▸ GIVEN REQUEST 1:
Reproduce the entries word for word, from their beginning through the line that contains "[[[299,296],[272,342],[396,342],[408,326],[410,297],[367,287]]]", and leave out the pictures.

April 20, 2006|From the Associated Press

Oil prices leapt above $72 a barrel Wednesday, setting a record for the third straight day and increasing the likelihood that pump prices will keep rising as summer nears.

The rally in oil futures was kicked off by a government report showing U.S. gasoline supplies had shrunk for the seventh straight week. That magnified market jitters about a nuclear dispute between Iran and the international community, as well as supply disruptions in Iraq, Nigeria and the Gulf of Mexico.

Although retail gasoline prices already top $3 a gallon in some parts of the country, motorists are only lightly reducing demand, according to government data. But that could change in the months ahead if higher prices at the pump squeeze discretionary spending, particularly among low-income Americans, economists say.

Wal-Mart Stores Inc., the nation's largest retailer, warned Wednesday that it anticipated its lowest-income customers would spend less in 2006 because of higher fuel expenses.

"As fuel prices go up, it dampens our store sales," said Tom Schoewe, Wal-Mart's chief financial officer.

And American Airlines blamed a $92-million first-quarter loss on higher jet fuel prices, which the company said undermined increased ticket sales and higher fares.

The International Monetary Fund said that higher energy prices may slow global growth as consumers and companies tighten their belts.

Although the U.S. economy is growing more slowly, it is not about to turn south, most analysts agree. But neither are oil prices, traders are betting.

Oil futures contracts through July 2009 are trading above $70 a barrel.

"In effect, the market is saying this is going to be with us for a while," A.G. Edwards & Sons analyst Bill O'Grady said.

Entries from a data source
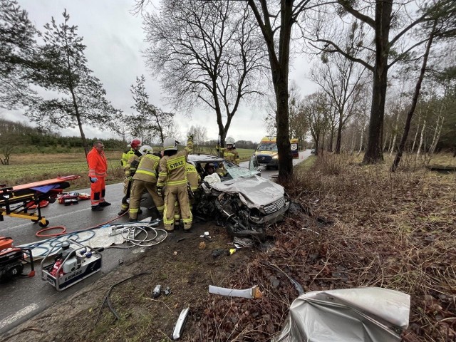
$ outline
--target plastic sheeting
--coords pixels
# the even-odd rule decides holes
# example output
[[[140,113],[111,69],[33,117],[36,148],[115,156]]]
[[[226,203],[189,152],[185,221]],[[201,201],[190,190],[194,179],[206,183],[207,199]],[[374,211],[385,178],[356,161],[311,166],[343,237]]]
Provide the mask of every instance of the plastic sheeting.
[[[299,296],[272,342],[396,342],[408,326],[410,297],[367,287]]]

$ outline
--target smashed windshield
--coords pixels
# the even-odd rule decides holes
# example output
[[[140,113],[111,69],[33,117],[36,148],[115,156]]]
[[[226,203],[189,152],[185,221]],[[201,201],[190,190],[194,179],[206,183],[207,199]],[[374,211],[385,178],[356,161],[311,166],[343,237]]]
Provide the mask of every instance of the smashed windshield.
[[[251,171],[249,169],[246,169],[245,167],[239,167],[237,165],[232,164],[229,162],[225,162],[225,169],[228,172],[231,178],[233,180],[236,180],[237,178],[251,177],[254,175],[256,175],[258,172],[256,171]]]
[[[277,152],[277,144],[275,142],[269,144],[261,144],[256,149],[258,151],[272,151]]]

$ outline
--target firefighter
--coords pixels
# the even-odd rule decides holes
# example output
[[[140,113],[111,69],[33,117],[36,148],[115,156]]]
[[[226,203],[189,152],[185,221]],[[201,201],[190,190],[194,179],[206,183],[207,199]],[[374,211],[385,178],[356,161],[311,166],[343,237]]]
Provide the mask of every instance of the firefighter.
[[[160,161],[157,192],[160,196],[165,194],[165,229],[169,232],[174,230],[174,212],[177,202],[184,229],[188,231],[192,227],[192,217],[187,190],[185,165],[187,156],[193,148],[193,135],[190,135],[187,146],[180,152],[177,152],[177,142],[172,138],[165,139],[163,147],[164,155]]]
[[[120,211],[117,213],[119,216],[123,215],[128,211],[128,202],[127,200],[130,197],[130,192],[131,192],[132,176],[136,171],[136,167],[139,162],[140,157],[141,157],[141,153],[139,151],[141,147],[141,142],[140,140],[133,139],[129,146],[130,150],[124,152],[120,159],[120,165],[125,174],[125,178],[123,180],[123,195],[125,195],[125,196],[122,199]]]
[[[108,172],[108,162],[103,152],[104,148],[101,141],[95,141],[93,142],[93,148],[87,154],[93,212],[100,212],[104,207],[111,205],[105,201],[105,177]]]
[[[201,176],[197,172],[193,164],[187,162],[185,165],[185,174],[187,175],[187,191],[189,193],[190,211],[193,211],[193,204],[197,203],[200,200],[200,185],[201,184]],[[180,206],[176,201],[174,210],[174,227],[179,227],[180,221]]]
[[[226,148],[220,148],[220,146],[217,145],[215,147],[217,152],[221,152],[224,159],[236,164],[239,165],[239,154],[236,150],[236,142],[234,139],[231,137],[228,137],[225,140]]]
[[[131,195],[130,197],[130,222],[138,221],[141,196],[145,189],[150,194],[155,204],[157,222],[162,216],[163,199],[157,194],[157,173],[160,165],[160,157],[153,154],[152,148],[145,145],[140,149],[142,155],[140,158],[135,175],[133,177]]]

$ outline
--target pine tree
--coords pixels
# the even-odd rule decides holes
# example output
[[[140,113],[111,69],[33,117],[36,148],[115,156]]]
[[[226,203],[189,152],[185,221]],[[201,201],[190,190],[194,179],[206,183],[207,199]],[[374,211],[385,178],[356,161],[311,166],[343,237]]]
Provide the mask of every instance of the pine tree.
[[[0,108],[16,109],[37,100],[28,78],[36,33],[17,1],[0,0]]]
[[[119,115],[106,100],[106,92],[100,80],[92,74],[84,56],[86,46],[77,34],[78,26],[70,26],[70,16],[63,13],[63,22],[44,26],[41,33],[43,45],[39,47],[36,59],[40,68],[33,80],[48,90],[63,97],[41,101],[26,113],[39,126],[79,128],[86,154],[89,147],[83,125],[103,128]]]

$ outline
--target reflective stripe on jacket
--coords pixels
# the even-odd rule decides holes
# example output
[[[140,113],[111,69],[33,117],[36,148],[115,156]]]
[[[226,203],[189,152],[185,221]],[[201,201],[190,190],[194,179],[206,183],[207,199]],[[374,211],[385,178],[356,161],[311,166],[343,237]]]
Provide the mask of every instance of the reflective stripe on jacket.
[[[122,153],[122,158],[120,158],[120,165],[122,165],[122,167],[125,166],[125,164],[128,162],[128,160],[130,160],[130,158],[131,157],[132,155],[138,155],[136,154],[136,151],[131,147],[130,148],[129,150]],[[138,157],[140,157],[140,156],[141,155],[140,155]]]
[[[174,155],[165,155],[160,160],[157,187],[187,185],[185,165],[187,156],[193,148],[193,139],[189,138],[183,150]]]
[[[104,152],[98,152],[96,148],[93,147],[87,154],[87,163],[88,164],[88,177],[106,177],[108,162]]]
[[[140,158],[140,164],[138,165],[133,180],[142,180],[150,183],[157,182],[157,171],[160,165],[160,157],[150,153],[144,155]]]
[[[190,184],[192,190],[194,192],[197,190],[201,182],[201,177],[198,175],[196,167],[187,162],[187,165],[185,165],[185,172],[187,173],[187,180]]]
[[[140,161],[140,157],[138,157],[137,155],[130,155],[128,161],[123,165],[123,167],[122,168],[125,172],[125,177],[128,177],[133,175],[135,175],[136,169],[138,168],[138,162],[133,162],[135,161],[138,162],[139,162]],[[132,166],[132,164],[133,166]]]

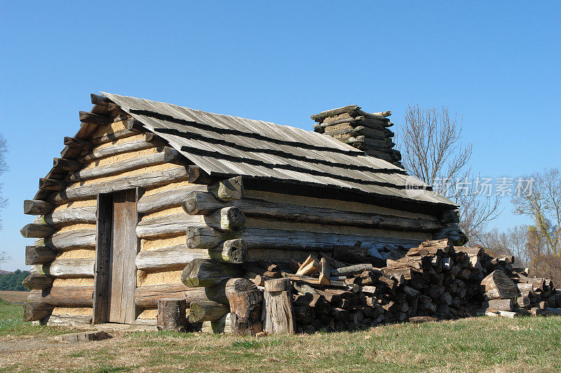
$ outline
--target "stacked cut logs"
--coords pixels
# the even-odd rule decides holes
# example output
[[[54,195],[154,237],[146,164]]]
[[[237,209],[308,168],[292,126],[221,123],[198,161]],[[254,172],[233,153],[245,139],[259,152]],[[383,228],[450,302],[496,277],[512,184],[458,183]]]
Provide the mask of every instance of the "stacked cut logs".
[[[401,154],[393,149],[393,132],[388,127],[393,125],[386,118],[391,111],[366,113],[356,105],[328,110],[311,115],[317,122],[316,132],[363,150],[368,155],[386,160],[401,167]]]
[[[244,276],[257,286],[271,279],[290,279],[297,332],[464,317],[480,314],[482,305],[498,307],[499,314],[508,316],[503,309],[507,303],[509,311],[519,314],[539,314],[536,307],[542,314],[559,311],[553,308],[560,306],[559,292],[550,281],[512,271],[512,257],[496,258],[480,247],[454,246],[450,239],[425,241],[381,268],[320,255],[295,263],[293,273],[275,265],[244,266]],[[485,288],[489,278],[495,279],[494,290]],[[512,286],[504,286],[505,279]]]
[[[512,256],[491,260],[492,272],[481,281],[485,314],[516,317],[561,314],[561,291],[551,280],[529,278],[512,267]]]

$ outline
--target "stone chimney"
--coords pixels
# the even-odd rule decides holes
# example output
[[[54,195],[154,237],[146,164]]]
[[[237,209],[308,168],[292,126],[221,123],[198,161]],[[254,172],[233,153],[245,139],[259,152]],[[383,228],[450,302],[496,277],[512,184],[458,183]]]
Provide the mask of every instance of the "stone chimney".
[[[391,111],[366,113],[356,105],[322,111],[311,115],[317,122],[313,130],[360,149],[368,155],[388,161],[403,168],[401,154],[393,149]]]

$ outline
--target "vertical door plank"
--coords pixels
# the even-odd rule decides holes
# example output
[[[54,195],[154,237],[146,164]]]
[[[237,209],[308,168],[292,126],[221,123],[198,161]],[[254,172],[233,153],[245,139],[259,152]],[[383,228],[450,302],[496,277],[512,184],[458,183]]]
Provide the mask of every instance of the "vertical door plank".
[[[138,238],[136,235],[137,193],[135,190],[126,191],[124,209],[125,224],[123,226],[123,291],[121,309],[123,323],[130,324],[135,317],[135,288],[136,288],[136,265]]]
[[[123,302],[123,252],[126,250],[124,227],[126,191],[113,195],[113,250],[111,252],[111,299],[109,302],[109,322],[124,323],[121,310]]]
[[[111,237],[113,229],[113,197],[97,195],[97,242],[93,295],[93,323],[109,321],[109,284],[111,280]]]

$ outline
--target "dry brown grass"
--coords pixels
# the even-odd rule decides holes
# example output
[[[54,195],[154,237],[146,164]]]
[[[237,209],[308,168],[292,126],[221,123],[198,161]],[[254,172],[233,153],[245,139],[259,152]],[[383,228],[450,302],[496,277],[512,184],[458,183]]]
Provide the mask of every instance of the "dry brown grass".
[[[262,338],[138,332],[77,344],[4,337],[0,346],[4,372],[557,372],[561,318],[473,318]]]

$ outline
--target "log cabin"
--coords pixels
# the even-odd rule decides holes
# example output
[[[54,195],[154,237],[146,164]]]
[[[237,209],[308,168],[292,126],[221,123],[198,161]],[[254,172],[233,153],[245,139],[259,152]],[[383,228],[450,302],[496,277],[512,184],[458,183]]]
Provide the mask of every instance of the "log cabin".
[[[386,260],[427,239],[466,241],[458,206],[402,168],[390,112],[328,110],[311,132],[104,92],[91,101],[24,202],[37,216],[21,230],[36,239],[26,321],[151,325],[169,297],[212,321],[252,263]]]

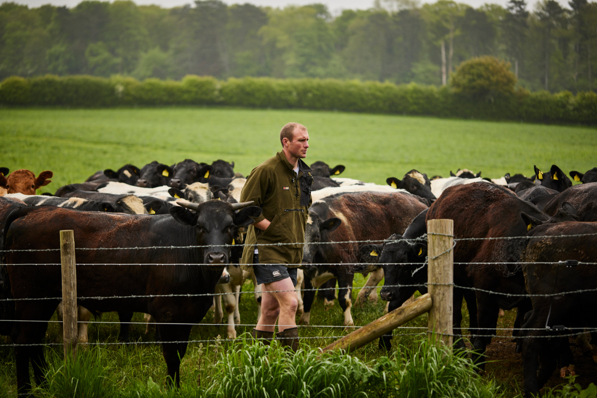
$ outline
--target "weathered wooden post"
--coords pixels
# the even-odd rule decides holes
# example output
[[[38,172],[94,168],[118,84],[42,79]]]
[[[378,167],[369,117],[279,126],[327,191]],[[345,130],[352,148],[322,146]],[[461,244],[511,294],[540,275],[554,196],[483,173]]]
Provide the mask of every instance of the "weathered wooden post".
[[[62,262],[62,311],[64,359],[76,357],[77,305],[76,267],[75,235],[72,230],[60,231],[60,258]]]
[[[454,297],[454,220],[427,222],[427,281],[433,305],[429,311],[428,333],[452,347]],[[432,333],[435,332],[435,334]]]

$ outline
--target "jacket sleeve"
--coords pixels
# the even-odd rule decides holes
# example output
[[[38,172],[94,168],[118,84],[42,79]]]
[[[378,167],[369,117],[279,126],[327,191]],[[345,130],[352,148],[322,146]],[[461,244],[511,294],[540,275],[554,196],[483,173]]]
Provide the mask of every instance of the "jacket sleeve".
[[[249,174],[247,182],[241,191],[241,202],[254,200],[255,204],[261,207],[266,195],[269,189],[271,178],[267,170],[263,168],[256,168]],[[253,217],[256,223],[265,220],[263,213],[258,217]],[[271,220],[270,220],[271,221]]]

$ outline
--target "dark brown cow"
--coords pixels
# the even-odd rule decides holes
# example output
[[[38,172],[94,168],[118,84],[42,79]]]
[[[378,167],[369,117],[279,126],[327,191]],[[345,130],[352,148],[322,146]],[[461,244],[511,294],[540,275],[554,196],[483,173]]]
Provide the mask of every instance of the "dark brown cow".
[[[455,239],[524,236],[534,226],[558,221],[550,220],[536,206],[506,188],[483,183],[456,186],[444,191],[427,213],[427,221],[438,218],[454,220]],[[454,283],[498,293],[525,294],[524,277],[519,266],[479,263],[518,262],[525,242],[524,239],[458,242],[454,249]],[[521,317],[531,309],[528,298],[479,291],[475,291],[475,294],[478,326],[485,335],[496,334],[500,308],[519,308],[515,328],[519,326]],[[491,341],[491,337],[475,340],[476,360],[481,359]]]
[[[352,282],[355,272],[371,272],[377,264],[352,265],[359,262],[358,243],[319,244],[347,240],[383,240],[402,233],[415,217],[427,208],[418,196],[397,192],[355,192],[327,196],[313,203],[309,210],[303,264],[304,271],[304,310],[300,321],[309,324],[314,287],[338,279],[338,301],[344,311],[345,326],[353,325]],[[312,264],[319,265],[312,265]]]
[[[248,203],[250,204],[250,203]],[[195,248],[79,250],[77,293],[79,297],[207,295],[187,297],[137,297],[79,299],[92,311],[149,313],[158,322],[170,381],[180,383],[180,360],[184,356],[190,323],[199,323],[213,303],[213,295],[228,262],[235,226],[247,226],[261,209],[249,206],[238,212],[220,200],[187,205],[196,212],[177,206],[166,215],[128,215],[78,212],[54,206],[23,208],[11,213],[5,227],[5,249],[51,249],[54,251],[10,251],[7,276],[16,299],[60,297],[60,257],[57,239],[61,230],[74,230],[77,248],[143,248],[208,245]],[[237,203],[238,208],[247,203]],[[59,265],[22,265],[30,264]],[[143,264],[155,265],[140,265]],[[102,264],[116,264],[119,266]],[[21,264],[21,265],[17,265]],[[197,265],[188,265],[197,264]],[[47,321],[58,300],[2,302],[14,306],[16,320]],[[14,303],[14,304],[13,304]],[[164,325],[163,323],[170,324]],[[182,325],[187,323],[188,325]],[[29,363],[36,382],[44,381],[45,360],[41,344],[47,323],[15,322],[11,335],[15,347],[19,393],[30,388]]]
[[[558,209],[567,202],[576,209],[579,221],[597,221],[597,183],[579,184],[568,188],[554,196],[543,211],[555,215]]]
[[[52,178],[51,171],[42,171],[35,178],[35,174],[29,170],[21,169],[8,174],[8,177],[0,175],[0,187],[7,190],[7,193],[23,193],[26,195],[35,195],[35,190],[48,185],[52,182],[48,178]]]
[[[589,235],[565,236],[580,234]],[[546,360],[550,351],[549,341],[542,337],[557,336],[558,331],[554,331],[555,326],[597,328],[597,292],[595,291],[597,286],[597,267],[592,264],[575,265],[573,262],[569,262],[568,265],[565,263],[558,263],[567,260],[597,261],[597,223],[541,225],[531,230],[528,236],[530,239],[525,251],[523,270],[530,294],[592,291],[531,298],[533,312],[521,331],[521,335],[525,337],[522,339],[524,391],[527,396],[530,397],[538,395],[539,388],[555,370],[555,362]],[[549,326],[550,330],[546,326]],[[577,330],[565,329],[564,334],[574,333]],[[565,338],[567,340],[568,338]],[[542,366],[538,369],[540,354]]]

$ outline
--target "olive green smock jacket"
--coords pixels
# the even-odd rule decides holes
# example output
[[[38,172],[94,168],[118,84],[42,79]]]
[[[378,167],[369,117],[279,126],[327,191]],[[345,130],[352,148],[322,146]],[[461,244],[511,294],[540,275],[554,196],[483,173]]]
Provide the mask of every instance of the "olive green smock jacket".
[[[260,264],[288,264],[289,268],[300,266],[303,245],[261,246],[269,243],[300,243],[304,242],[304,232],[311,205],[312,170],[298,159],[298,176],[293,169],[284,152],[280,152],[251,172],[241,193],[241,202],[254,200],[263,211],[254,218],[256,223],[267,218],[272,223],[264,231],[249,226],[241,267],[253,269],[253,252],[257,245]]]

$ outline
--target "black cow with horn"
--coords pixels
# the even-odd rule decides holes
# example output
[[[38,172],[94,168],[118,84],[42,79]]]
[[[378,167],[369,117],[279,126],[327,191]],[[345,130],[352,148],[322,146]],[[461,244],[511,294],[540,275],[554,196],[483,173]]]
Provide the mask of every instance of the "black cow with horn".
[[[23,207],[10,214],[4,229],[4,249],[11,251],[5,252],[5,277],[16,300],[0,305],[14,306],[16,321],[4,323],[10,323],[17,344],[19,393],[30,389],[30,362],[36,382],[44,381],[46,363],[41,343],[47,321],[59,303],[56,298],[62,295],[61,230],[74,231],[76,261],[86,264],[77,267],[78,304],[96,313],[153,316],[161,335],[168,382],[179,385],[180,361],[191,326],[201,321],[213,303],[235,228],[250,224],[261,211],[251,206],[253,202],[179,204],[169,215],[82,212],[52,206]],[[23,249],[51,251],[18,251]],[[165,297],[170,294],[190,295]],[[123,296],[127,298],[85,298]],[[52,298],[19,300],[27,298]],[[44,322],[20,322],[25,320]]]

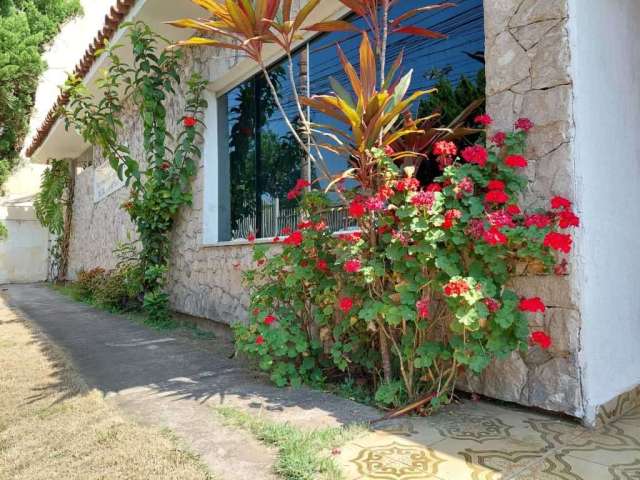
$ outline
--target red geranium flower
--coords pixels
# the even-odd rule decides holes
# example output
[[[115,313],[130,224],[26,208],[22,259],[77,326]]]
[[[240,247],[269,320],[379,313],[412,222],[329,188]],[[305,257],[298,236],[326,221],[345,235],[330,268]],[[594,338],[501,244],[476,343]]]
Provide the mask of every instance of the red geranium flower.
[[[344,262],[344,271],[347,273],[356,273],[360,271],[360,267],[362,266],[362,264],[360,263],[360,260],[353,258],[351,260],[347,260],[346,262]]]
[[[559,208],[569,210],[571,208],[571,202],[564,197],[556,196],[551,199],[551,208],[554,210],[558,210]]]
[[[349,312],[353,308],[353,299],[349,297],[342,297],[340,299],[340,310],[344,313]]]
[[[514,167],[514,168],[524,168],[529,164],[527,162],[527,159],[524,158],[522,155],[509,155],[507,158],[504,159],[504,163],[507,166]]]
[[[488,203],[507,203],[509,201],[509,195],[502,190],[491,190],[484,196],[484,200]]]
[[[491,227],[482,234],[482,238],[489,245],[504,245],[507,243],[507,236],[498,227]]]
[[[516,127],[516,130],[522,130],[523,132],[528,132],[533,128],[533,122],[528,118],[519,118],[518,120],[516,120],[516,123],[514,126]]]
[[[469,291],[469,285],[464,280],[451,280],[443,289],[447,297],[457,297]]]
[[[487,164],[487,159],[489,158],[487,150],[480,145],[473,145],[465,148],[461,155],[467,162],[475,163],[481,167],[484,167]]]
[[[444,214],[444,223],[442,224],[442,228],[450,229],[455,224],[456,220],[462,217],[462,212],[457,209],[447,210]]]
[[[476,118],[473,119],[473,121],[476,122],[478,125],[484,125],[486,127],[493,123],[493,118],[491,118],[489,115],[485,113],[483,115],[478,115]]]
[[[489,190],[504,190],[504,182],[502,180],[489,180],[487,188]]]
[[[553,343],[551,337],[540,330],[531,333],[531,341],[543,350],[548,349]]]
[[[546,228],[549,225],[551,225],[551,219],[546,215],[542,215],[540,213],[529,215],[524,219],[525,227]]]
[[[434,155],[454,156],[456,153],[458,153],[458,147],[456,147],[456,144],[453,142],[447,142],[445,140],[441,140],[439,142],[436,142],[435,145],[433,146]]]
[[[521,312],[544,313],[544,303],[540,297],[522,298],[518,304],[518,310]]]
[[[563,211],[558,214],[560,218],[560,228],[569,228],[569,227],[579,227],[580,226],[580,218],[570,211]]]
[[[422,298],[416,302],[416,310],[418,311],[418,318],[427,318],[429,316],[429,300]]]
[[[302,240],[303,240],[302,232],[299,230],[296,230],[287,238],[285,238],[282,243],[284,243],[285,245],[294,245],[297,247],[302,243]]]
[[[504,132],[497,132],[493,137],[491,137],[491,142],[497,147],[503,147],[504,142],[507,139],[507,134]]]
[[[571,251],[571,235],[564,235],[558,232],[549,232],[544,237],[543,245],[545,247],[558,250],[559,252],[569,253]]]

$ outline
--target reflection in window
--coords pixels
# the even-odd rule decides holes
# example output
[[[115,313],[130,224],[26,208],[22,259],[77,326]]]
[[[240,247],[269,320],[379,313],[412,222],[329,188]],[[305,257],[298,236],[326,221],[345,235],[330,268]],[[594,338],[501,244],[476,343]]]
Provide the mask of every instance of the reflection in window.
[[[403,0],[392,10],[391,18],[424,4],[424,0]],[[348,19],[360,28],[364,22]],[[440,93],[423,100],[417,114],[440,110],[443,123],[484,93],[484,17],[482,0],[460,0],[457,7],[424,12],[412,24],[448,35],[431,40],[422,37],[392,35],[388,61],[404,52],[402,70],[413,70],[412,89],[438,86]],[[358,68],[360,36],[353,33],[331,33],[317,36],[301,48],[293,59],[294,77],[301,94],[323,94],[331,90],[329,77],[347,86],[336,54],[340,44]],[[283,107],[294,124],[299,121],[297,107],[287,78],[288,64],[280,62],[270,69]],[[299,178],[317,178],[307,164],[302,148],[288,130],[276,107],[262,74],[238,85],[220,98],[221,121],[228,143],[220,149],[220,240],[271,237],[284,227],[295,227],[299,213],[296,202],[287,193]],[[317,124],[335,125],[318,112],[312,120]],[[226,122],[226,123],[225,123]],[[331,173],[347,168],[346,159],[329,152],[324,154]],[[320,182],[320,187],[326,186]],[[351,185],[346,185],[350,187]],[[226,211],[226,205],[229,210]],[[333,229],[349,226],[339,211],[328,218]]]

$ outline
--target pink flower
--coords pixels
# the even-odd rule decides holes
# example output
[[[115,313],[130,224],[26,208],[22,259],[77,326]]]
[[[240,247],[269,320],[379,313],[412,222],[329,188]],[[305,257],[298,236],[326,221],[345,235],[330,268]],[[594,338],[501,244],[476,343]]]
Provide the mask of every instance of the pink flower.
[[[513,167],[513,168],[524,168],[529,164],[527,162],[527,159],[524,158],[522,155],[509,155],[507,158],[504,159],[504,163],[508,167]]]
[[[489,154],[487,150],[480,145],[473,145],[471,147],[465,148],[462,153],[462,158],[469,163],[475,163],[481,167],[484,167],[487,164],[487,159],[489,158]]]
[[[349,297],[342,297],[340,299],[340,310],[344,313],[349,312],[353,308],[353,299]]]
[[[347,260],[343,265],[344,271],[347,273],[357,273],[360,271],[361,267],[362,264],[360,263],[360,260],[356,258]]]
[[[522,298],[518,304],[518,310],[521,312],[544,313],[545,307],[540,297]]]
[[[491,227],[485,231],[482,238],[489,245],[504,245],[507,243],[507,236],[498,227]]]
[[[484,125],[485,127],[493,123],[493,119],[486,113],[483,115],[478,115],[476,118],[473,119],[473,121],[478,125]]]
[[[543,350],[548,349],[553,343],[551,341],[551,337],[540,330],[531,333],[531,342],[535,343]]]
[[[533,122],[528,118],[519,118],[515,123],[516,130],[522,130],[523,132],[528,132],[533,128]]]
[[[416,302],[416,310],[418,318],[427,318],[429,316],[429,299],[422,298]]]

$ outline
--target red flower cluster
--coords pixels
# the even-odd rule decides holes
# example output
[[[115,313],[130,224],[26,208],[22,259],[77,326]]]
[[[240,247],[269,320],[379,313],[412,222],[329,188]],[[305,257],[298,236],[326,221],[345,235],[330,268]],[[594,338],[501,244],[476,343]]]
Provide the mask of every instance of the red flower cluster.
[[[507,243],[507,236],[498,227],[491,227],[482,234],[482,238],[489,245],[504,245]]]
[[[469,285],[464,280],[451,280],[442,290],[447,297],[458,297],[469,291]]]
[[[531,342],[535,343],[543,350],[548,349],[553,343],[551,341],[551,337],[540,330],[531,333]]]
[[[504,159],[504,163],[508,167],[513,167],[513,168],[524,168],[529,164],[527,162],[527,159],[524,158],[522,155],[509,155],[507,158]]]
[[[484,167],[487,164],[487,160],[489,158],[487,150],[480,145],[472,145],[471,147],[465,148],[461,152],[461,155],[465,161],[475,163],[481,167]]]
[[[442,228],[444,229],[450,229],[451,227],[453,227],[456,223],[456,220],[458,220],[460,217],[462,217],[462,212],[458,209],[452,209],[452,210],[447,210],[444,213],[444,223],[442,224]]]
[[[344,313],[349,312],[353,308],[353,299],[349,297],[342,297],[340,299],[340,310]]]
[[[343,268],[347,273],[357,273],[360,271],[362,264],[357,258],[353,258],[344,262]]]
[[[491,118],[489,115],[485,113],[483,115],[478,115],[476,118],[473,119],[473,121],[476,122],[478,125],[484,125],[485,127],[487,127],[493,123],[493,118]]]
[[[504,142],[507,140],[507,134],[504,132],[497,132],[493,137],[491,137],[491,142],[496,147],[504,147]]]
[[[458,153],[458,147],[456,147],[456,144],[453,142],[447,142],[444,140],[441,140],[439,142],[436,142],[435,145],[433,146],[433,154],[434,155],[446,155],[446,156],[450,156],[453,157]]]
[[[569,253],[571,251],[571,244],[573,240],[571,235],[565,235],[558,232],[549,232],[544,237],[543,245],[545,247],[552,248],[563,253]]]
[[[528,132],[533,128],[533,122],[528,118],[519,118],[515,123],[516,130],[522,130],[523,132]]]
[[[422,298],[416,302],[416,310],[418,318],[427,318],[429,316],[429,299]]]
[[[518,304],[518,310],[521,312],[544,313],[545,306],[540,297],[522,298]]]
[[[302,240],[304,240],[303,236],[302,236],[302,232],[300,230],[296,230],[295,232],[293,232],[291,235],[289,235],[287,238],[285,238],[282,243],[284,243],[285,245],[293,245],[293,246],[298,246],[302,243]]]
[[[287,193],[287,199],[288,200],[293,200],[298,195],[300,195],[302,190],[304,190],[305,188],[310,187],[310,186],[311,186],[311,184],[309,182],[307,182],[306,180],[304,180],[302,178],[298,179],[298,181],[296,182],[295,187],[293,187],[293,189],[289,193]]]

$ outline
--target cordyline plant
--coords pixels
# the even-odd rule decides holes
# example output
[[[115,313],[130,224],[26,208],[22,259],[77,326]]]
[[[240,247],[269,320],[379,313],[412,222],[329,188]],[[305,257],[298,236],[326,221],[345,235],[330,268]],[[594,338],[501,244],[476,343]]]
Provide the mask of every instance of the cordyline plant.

▸ GIVEN REQUEST 2:
Continue the news report on record oil prices from where it stops.

▸ OUTPUT 1:
$ outline
--target plastic sheeting
--coords pixels
# the even-odd rule decides holes
# example output
[[[140,113],[111,69],[33,117],[36,148],[115,156]]]
[[[226,203],[189,152],[185,221]],[[201,201],[190,190],[194,179],[206,183],[207,199]],[[374,211],[385,178],[356,161],[311,166],[343,237]]]
Provide the mask of every instance of the plastic sheeting.
[[[299,296],[272,342],[396,342],[408,326],[410,297],[367,287]]]

▸ OUTPUT 2:
Light sweet crude for May delivery climbed as high as $72.40 a barrel Wednesday before settling at $72.17 on the New York Mercantile Exchange, up 82 cents from Tuesday. Crude oil costs have risen about 38% in the last year.

In its weekly report, the U.S. Energy Department said the nation's supply of gasoline shrank by a larger-than-expected 5.4 million barrels last week to 202.5 million barrels, leaving inventories 4.6% below year-ago levels.

Gasoline inventories typically decrease this time of the year as refiners shut plants to perform maintenance ahead of the summer driving season. But there is additional worry about summer gasoline supplies this year because of the prospect of tight supplies of ethanol, which is needed in increasing amounts as refiners phase out their use of methyl tertiary butyl ether, or MTBE -- an additive that helps gasoline burn more cleanly but has been found to contaminate drinking water.

The Energy Department report also showed that average daily gasoline demand since the start of the year is up 0.9%, compared with an increase of 1.4% during the same period in 2005.